→ **DOCUMENT TEXT**:
────────

How to determine what should receive “billable hours” is arbitrary. Unfortunately, our specialty’s reimbursement is based on actual time that anesthesia is given. We used that definition of productivity for our system. Clearly, there are legitimate arguments that other nonreimbursable clinical activities should be counted in our productivity-based system. Examples are many and include being available for call when not doing cases; receiving credit for assigned days when cases are canceled especially when an extensive preoperative evaluation has been performed. Such examples are numerous. We started with a “pure” productivity system, as defined by our specialty’s time-based reimbursement schedule. When temptation for rewarding these other activities (i.e., preoperative evaluation) with billable hours is granted, a system of productivity will gradually be transformed to a system of availability. The advantage of a “productivity” system will be lost.
Many measures of productivity other than billable hours could have been used (4). For example, the amount of money generated per faculty member for their clinical work could be used (4). The relative value guide allows more units to be charged for difficult cases rather than easy cases. It was our judgment that because our department does not dictate the type of cases that come to the hospital, we wanted to reward clinical activity on an equal basis, rather than according to the specialty and payer mix. Although this is the approach we used, a productivity system, such as described above, could be modified if others feel that these judgments are preferable for their departments.
In conclusion, we have described a “productivity” system used by our department for the past 5 years. This has allowed objective analysis of clinical productivity of faculty in a manner that both the hospital and surgeons respect. Although we fully recognize that many other measures of productivity could be utilized, as indicated by Abouleish et al. (4), this system is an example that has been quite effective for our department in an atmosphere in which medical schools and hospitals demand increasing accountability of resource utilization from all clinical departments.

────────

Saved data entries
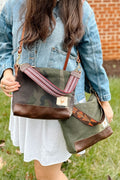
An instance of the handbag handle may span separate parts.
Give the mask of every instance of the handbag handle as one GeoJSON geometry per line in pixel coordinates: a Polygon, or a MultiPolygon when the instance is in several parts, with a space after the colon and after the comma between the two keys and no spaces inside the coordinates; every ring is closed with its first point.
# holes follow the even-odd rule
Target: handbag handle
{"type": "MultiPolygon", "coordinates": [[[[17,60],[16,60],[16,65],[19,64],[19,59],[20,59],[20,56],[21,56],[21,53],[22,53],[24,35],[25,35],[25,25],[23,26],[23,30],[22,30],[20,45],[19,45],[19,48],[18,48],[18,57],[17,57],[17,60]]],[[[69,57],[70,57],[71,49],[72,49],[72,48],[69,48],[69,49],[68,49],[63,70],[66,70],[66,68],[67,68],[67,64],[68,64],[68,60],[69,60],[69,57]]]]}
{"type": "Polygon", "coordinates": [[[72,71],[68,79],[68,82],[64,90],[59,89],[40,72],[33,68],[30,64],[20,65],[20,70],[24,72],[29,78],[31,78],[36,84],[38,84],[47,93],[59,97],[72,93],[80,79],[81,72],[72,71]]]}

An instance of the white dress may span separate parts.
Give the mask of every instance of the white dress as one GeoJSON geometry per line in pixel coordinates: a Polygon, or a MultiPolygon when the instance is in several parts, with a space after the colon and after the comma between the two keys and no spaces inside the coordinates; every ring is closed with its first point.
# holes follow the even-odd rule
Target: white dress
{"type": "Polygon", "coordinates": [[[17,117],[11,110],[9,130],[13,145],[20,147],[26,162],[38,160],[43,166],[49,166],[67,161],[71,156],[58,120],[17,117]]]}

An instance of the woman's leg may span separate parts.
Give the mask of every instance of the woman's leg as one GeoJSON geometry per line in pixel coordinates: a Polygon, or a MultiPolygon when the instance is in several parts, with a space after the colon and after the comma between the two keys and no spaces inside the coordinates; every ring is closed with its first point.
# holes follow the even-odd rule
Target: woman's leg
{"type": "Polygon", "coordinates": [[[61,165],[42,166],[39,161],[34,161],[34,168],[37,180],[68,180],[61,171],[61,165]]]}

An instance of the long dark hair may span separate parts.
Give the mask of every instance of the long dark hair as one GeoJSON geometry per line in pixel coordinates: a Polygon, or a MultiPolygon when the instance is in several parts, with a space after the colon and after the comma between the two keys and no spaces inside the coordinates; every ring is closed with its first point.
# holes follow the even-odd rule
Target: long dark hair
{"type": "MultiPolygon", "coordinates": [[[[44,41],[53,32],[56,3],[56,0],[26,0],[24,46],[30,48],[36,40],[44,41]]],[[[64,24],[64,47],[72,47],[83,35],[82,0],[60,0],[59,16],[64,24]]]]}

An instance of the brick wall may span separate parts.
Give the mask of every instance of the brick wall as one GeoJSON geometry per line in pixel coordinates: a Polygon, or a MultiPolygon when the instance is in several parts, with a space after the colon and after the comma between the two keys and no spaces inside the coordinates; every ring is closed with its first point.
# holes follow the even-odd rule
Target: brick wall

────────

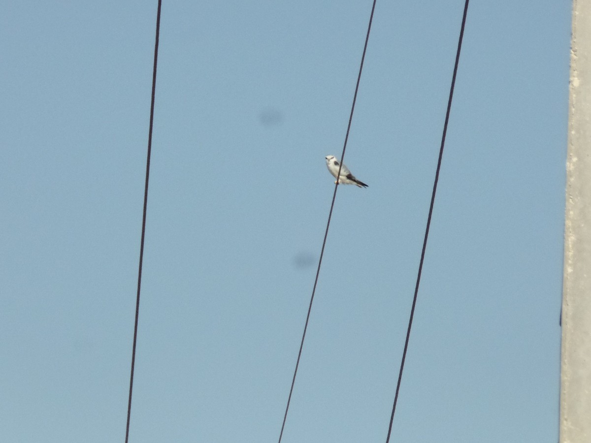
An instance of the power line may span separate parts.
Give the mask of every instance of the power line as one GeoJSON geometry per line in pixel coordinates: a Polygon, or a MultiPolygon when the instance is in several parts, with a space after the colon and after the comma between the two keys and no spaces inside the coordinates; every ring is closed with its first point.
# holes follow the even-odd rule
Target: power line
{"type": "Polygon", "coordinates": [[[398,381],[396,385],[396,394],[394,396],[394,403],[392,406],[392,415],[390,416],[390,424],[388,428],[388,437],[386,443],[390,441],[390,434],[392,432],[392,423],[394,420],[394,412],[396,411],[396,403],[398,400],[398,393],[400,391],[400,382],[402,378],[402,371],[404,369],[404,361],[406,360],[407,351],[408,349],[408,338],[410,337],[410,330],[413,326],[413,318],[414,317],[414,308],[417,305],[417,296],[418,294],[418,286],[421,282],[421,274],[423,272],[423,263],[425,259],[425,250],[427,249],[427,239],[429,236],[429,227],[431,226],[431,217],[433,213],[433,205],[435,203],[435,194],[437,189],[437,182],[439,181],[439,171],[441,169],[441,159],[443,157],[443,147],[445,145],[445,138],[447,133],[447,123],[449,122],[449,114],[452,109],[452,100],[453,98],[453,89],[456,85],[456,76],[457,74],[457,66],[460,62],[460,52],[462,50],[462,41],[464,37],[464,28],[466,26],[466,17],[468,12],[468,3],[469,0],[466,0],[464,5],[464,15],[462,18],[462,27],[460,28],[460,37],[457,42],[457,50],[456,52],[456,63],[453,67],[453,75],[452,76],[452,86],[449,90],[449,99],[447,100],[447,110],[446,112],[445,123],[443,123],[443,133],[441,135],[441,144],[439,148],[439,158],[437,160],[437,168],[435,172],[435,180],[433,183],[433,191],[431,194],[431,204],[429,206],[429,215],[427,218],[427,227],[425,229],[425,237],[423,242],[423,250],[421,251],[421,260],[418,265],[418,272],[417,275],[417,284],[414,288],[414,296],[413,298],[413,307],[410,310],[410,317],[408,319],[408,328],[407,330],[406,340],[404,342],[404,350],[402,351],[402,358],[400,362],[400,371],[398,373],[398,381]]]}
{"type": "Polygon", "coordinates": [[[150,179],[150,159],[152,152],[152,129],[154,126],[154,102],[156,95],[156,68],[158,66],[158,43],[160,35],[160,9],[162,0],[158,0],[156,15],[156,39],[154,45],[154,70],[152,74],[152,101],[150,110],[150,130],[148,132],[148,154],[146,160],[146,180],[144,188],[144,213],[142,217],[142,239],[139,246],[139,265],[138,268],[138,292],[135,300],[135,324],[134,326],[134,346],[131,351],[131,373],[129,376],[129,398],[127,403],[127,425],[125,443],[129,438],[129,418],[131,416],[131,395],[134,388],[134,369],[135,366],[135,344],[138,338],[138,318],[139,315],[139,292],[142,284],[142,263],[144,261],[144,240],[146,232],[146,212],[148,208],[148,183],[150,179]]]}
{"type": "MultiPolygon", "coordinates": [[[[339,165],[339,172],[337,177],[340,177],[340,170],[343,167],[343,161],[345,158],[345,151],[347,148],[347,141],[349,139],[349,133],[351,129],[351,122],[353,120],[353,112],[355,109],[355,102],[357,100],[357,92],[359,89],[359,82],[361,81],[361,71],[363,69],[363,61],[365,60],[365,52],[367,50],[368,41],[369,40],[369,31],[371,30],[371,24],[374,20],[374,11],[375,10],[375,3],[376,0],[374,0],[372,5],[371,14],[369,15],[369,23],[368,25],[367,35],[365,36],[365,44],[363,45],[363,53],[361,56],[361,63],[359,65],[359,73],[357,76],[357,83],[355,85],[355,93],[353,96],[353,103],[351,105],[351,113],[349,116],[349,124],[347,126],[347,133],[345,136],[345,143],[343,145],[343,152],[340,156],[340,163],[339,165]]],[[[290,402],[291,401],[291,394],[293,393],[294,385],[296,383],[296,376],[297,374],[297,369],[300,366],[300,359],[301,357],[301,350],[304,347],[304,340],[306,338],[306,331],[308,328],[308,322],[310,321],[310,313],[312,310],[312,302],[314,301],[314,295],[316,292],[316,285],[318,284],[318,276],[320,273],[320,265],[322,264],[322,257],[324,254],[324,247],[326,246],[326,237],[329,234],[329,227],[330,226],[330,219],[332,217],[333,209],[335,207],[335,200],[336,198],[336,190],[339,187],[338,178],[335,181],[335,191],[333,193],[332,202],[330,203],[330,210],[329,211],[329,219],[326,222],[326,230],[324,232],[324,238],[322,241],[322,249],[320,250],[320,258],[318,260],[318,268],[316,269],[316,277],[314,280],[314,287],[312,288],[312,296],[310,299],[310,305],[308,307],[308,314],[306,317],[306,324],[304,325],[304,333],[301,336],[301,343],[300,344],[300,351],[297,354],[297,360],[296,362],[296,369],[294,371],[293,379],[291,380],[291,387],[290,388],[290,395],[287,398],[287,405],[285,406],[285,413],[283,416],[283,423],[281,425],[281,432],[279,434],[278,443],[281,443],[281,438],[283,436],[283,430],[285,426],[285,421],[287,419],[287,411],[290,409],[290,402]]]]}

────────

According to the text on anesthesia faculty productivity, how long has the department used its productivity system? The items are separate material and have nothing to do with the text.

→ **ANSWER TO THIS EXERCISE**: For the past 5 years.